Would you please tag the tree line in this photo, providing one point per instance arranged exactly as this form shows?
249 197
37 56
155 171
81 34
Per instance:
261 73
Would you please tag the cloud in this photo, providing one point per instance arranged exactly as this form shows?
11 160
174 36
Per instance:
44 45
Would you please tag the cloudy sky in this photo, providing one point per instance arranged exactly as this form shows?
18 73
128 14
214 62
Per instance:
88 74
■ ■ ■ ■ ■ ■ ■
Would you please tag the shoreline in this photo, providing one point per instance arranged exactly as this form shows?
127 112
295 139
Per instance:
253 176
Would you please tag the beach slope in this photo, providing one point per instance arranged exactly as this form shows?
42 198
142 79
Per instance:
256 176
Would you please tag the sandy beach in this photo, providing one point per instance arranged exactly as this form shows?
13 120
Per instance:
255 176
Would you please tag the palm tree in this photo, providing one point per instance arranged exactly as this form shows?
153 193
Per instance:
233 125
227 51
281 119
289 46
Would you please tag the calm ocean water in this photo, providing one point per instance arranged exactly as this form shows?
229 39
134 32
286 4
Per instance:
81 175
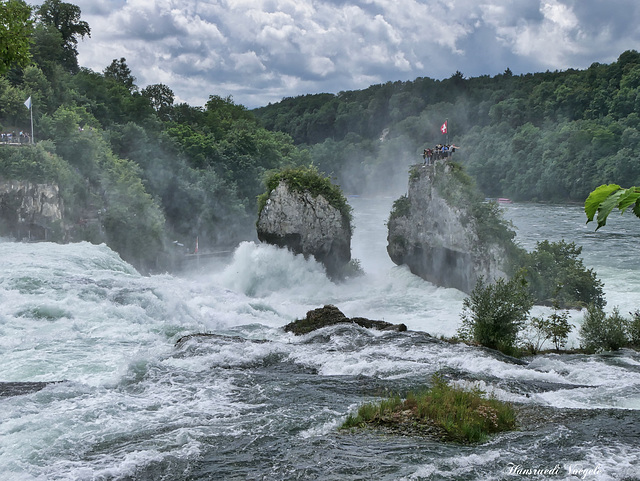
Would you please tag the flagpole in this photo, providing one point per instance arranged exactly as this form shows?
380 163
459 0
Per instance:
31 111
■ ■ ■ ■ ■ ■ ■
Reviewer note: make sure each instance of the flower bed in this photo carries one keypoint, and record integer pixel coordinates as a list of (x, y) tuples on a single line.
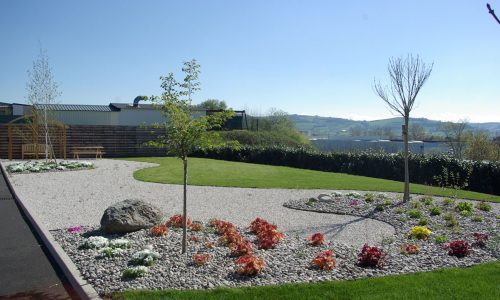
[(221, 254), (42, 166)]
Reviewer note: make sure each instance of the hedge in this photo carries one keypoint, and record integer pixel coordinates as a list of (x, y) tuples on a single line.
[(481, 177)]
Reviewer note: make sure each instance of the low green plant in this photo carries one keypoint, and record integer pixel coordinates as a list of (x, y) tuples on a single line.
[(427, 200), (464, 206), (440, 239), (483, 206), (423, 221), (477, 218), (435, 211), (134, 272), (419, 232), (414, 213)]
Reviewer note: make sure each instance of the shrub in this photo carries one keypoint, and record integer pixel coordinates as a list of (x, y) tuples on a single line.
■ ■ ■ ■ ■ ■ ■
▸ **WHAT YOU HAVE TO DO**
Please give an exact copy of the entries above, from the line with "Reviewer note: make sure each instance of the low" down to the line with "Reviewer note: make sure each instance of the shrub", inclusive, and nothing else.

▸ **OUTPUT FOR THIS TASK**
Reviewer note: make sure each instance of the low green plant in this photo carries one keypoint, and record integer pixel coordinates as a list of (x, y) tuples on a single line.
[(427, 200), (464, 206), (440, 239), (483, 206), (423, 221), (477, 218), (435, 211), (134, 272), (419, 232), (414, 213)]
Reviewer note: make sure each instance of the shrub in this photo carries one keypoint, and record integer pixel coordinates as a list of (x, y) tuples on a single line.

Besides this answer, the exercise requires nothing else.